** Start of Records shown **

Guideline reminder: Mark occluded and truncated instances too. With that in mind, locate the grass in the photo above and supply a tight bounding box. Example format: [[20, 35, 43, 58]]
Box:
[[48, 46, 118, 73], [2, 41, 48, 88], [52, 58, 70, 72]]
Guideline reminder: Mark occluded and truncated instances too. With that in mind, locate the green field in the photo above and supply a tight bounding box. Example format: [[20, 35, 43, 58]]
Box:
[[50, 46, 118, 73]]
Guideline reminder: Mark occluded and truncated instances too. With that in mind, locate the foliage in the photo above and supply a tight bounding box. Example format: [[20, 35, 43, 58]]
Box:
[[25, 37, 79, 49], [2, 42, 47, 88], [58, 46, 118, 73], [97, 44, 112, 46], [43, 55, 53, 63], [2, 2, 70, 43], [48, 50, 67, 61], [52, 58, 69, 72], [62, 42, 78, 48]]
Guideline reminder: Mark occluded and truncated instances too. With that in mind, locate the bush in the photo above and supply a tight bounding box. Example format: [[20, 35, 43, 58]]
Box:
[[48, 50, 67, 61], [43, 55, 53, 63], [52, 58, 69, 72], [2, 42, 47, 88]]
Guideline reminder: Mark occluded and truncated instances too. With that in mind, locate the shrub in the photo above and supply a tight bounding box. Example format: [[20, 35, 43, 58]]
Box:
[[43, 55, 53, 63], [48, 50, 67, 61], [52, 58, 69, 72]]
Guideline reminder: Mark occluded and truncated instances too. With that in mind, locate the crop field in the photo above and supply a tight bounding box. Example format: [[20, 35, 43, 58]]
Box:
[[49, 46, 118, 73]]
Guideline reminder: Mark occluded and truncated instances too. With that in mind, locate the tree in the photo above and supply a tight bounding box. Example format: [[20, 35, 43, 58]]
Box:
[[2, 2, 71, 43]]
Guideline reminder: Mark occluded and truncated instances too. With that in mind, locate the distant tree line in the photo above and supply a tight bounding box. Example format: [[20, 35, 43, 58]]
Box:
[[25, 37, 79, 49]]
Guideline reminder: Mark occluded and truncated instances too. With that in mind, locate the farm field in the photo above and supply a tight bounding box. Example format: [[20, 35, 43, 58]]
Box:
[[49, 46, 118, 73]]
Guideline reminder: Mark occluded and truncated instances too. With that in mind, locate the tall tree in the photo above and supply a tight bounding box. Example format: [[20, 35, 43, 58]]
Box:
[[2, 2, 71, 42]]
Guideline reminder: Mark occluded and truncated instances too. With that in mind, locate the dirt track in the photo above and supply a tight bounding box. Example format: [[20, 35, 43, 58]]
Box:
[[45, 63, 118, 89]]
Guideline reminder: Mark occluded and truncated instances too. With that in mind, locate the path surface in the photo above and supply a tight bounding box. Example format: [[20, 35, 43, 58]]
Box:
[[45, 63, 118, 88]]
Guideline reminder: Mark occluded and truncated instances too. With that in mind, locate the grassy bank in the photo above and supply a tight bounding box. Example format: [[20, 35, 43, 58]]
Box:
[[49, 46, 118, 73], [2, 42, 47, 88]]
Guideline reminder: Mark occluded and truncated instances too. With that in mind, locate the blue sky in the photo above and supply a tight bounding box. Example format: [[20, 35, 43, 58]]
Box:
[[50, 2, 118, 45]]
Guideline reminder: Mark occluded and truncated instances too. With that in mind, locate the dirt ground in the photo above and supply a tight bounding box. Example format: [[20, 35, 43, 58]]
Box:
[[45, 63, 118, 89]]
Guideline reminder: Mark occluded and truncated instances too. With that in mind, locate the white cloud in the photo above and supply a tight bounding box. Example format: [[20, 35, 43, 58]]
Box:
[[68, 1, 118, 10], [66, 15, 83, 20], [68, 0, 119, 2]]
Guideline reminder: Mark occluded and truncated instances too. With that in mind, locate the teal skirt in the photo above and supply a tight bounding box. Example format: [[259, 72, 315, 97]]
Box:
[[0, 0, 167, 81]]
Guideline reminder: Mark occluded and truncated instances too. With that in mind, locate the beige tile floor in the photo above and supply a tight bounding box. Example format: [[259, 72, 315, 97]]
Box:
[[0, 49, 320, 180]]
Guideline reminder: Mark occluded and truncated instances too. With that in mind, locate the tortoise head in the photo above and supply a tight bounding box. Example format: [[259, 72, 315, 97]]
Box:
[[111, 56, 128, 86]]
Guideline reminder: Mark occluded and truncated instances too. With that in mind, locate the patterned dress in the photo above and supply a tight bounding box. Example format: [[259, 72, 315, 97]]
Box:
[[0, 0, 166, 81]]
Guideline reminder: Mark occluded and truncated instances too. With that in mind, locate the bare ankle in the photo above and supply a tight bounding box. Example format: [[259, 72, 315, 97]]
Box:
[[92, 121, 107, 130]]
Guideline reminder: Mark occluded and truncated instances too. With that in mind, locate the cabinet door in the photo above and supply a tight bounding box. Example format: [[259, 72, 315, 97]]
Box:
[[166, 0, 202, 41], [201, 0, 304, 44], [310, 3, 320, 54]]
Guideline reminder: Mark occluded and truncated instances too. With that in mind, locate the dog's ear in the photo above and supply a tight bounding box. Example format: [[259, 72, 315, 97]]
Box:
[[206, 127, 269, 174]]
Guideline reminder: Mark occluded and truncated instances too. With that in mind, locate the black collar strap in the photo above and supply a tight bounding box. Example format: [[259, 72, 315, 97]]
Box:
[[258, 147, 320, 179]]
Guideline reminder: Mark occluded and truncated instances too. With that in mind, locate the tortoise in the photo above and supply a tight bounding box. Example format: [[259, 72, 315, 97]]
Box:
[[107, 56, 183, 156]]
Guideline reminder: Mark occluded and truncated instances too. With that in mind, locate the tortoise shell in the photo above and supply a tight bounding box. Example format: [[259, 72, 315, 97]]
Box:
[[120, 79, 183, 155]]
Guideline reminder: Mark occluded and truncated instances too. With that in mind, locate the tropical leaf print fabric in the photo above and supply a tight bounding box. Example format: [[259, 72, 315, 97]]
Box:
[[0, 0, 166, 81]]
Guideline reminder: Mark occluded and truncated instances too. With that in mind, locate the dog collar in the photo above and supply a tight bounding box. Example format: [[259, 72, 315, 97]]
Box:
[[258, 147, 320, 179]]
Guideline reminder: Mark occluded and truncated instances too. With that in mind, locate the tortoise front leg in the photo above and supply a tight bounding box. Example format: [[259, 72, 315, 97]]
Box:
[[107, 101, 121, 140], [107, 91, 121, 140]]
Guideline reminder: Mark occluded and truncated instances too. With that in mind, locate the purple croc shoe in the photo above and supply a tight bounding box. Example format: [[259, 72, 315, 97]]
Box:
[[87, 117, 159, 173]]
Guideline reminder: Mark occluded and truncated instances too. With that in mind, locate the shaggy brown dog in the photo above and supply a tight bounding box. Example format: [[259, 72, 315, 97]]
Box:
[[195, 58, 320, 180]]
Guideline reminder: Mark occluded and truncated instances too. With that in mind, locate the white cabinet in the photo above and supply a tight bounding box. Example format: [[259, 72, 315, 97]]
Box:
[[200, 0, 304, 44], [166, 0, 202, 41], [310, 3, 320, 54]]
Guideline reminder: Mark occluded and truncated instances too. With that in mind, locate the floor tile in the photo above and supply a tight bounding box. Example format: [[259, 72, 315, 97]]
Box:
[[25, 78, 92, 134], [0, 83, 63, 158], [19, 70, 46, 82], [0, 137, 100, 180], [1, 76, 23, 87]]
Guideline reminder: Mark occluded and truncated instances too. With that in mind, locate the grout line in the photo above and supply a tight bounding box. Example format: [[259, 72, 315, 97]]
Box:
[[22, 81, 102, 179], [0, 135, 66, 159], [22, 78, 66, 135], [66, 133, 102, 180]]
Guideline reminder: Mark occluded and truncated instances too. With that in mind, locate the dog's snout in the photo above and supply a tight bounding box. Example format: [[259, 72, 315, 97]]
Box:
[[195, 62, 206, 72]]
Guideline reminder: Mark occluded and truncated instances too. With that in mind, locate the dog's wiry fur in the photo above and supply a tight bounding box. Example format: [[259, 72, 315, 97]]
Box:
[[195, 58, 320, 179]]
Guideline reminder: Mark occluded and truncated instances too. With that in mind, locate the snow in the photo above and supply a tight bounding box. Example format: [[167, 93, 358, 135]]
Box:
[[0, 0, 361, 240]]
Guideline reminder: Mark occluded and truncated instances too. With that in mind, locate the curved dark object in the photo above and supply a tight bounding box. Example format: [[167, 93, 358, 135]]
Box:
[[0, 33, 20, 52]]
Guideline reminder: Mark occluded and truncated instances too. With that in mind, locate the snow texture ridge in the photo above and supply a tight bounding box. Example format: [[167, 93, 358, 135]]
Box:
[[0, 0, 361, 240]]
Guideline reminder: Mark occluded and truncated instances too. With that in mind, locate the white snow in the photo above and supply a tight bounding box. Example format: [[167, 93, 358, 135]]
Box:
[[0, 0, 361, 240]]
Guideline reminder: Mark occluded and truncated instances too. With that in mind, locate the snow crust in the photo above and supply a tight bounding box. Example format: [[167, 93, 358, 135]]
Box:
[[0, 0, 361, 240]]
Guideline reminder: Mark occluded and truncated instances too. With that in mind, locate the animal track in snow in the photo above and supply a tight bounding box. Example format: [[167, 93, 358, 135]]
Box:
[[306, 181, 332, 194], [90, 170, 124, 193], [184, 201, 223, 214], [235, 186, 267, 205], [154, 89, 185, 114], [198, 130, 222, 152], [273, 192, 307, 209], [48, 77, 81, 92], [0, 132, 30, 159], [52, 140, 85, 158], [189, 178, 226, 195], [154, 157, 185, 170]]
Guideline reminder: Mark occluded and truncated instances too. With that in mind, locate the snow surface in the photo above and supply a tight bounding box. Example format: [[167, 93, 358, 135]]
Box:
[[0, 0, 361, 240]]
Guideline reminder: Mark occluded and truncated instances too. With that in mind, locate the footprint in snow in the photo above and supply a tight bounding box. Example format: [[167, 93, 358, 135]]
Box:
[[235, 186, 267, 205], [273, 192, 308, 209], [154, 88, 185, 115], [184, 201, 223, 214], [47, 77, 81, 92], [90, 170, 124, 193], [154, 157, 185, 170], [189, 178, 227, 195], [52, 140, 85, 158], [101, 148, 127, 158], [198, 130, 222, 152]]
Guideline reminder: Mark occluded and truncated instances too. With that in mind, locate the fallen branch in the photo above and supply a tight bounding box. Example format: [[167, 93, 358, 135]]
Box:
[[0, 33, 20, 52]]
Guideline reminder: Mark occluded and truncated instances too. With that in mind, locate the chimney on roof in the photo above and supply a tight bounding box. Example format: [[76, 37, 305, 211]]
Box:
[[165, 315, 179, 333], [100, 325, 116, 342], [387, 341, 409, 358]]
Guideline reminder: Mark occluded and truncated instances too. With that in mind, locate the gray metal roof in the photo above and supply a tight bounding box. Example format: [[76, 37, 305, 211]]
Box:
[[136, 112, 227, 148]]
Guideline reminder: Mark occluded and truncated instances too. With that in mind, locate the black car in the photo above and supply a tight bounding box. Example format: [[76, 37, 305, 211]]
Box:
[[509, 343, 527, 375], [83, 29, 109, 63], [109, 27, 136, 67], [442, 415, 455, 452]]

** End of Records shown **

Challenge
Retype the data word for word, starting with its first line and going on through the line with "58, 70, 72]]", both included.

Solution for this exercise
Guideline reminder: Mark occluded and truncated instances too. With that in mind, locate the grass in the photo above and supply a tight bounding box. Example format: [[20, 35, 43, 58]]
Box:
[[48, 46, 118, 73], [2, 41, 48, 88], [52, 58, 70, 72]]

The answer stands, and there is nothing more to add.